**Material provided**
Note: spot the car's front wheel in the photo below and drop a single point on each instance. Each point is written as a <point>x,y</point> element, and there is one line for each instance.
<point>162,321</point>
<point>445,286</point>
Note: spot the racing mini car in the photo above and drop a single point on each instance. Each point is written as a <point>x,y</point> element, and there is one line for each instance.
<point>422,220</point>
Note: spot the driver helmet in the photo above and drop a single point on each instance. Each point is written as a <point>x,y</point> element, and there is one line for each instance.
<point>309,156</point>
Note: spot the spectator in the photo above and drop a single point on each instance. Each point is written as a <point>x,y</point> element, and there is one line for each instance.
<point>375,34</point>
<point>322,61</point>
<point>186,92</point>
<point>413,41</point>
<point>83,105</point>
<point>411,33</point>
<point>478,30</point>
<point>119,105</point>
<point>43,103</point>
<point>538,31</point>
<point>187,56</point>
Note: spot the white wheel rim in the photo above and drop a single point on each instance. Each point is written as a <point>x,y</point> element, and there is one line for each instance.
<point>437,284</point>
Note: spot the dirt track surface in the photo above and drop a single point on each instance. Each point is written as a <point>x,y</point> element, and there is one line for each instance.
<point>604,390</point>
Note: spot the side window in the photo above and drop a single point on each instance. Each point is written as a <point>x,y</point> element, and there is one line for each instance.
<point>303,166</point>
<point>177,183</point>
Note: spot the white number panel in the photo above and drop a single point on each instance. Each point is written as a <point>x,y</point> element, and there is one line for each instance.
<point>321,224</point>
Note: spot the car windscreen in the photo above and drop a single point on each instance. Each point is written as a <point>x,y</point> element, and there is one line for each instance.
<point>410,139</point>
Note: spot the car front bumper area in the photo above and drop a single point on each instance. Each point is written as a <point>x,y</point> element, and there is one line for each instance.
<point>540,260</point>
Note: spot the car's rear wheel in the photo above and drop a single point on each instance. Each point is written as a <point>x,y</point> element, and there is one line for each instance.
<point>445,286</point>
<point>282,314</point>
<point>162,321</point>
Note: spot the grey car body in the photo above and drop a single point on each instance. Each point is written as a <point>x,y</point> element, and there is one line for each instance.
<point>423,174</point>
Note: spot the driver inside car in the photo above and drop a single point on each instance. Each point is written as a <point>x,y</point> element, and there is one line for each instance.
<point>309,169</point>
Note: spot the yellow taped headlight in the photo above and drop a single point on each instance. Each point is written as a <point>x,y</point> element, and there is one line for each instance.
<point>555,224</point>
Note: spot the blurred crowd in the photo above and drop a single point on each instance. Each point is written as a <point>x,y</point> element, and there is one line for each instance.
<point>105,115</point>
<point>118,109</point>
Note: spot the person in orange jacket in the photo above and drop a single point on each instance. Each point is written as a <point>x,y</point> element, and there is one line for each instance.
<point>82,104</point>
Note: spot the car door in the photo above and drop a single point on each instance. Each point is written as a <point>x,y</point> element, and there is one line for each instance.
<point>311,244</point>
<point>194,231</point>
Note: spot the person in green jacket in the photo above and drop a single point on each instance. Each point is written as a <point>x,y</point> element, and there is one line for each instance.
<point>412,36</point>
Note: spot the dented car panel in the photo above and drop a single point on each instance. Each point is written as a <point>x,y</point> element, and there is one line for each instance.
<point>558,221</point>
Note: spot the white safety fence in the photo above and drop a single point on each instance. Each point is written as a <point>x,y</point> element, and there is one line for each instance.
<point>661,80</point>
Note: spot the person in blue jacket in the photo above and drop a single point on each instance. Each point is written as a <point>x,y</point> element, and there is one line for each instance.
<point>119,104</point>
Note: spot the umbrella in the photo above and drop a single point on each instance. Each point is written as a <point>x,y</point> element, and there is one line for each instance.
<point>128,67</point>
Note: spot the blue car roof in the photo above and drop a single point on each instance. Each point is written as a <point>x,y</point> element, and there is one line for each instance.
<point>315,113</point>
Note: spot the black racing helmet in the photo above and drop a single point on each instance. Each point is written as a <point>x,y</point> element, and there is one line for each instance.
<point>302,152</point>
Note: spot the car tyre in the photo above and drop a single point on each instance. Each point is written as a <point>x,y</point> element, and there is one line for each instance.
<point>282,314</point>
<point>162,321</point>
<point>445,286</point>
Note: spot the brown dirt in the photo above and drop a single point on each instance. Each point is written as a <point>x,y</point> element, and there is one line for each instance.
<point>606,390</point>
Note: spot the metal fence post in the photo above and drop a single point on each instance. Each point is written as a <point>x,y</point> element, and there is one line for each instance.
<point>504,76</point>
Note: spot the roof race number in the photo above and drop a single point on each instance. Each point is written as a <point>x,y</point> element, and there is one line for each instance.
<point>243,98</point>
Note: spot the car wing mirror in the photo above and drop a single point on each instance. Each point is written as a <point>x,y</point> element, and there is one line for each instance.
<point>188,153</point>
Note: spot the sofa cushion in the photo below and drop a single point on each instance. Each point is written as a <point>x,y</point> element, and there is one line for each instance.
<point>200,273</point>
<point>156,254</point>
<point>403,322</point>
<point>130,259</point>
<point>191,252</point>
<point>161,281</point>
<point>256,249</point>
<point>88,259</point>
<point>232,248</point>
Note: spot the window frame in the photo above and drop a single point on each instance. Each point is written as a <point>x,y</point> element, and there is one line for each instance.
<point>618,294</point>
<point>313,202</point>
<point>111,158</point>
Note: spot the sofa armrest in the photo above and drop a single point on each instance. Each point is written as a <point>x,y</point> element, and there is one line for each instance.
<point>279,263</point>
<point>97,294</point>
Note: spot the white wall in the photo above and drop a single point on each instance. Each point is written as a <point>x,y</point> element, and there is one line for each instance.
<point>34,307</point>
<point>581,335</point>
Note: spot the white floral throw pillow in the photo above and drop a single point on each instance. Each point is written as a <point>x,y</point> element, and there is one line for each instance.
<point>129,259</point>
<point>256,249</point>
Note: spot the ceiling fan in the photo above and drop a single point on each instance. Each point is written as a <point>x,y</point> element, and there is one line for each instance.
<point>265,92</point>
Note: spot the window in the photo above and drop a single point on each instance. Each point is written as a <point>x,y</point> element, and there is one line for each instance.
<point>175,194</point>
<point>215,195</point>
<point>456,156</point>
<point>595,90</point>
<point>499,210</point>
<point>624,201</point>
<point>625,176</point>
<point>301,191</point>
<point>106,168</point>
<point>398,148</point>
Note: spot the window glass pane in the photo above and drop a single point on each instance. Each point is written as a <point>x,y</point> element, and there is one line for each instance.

**Task requirements**
Repeat the listing above in full, word for word.

**Answer below**
Note: spot the car's front wheel in the photo below and drop a single point on each instance. Each point is written as a <point>x,y</point> element, and there is one line for each instance.
<point>162,321</point>
<point>445,286</point>
Note: spot the racing mini car in the photo above and drop a single point on each instance. Each point is written as a <point>x,y</point> element, and there is one line for each instance.
<point>422,220</point>
Note: spot the driver helmet in the photo above and drop a single point on each instance. Each point is written as a <point>x,y</point> element, and there is one line for each instance.
<point>309,156</point>
Note: spot the spectator in the photo above and drop a single point on each instance. Each point is written as a <point>x,y</point> element, and there is one line for each instance.
<point>375,34</point>
<point>322,61</point>
<point>186,92</point>
<point>413,41</point>
<point>83,105</point>
<point>411,33</point>
<point>478,30</point>
<point>119,105</point>
<point>43,103</point>
<point>538,31</point>
<point>187,56</point>
Note: spot the white wheel rim in the photo above and drop a single point on each instance. Each point is written as a <point>x,y</point> element, and there is one line for each instance.
<point>437,284</point>
Note: spot the dirt track surface in the photo above and drop a single point on each instance. Each point is written as a <point>x,y</point> element, and there is one line for each instance.
<point>604,390</point>
Note: spot the side window in the photo above and drop a single point on each instance. Each point is written as a <point>x,y</point> element, and there is one line for each instance.
<point>303,166</point>
<point>177,183</point>
Note: spot the white number panel in the photo above and drop a single point on each instance. Each point is written as a <point>x,y</point> element, and there is one line for each instance.
<point>321,224</point>
Note: spot the car windscreen in the photo above and drop a single point on each instance. Each point is written as a <point>x,y</point> element, and there is one line for each instance.
<point>410,139</point>
Note: spot the car front bumper area in the photo above and drop a single point on each instance. Each point is written as a <point>x,y</point> element, and there is one line for each instance.
<point>540,260</point>
Note: spot the car's rear wheel in the photo above and drop a single point on each instance. Each point is written as a <point>x,y</point> element, and there is one line for each instance.
<point>445,286</point>
<point>282,314</point>
<point>162,321</point>
Note: spot the grey car body in the photo above and drop a single point on each instance. Each point is written as a <point>x,y</point> element, and there is one line for each instance.
<point>423,174</point>
Note: spot the driver inside car in the photo above and drop a single point on each instance. Each point is written as a <point>x,y</point> element, and there is one line for each instance.
<point>309,169</point>
Note: spot the yellow taped headlight in the photo above and drop a single point on each instance. Each point is written as a <point>x,y</point> element, and there is one line for each instance.
<point>555,224</point>
Note: spot the blurred crowd in the photo above and drop a single point on each instance. Each point is written as a <point>x,y</point> element, and there is one line for each instance.
<point>105,115</point>
<point>118,109</point>
Note: spot the person in orange jacket in the photo above and drop a single point on each instance. Each point is written as a <point>x,y</point> element, and there is one line for each instance.
<point>82,104</point>
Note: spot the car door in the photo above and drop a single point on each instance. Each point is written as a <point>x,y</point> element, and there is one line for each instance.
<point>311,244</point>
<point>194,231</point>
Note: spot the person in green jacket in the photo above and drop a single point on each instance. Each point is written as a <point>x,y</point> element, and there is one line for each instance.
<point>412,36</point>
Note: spot the dented car panel in the photo above and drop a single point on each instance. Each point is written as a <point>x,y</point> element, and there is one line for each instance.
<point>558,221</point>
Note: spot the white safety fence in the photo above and drop a single point on each instance. Each point is written as a <point>x,y</point> element, and there is one line for each instance.
<point>661,80</point>
Note: spot the person in blue jacket in the photo above and drop a single point on each instance. Each point is written as a <point>x,y</point> element, and there is one line for each instance.
<point>119,104</point>
Note: spot the umbrella in the photo above and drop a single point on each instance. Each point is written as a <point>x,y</point> element, and there is one line for each instance.
<point>128,67</point>
Note: spot the blue car roof in the photo above and drop a single point on each instance. Each point is written as a <point>x,y</point> element, and there is one line for each instance.
<point>315,113</point>
Note: spot the black racing helmet in the photo above and drop a single point on each instance. Each point is written as a <point>x,y</point> element, and there is one line for each instance.
<point>302,152</point>
Note: spot the car tyre in the photo above and drop a single point on each instance. Each point is written as a <point>x,y</point> element, and there is one line for each instance.
<point>282,314</point>
<point>162,321</point>
<point>445,286</point>
Note: spot the brown dirt in the photo above and drop a single point on each instance. Each point is written as a <point>x,y</point> element, and there is one line for each instance.
<point>606,390</point>
Note: spot the metal fence post in the photo above and drop a single point on each instance. Each point is written as a <point>x,y</point> element, and there is one line for each instance.
<point>504,76</point>
Note: spot the roof race number in the photo above and drop a single point on each instance. Each point is written as a <point>x,y</point> element, and there is one line for each instance.
<point>243,98</point>
Note: spot the car wing mirror in the photo above and drop a single point on each instance. Each point is written as a <point>x,y</point> element, and there is one line for each instance.
<point>188,153</point>
Note: spot the sofa cushion in the photo below and drop a single point on each instance. Each point is written as a <point>x,y</point> element, and there is one line for each instance.
<point>200,273</point>
<point>156,254</point>
<point>403,322</point>
<point>130,259</point>
<point>191,252</point>
<point>161,281</point>
<point>256,249</point>
<point>88,259</point>
<point>232,248</point>
Note: spot the window frame in the photo above and drop a single point on each instance. Each point is written as a <point>x,y</point> element, and there is one line for each instance.
<point>618,294</point>
<point>313,202</point>
<point>111,158</point>
Note: spot the sofa armrest in the photo above and drop a single point on each instance. Each point is written as a <point>x,y</point> element, and there is one line for each instance.
<point>279,263</point>
<point>97,294</point>
Note: spot the white wall in the photo above and drop a single point on each instance. Each point is written as a <point>x,y</point> element, and there is one line for each instance.
<point>34,307</point>
<point>581,335</point>
Note: spot the white floral throw pillow in the photo above and drop a single point on each instance. Each point is written as a <point>x,y</point> element, and there is one line for each instance.
<point>129,259</point>
<point>256,249</point>
Note: spot the ceiling fan in the photo above and drop a single point on each instance. Each point is written as a <point>x,y</point> element, and there is one line for each instance.
<point>265,92</point>
Note: spot the window in the photo above and drop a single point on each instance. Each point is written as a <point>x,y</point> element, and there is one line for each instance.
<point>175,194</point>
<point>215,195</point>
<point>456,156</point>
<point>595,90</point>
<point>499,210</point>
<point>624,201</point>
<point>625,176</point>
<point>301,191</point>
<point>106,168</point>
<point>398,148</point>
Note: spot the window glass pane in the photo above and drop a single point on each instance. Each point is written as a <point>x,y</point> element, and there is one line for each instance.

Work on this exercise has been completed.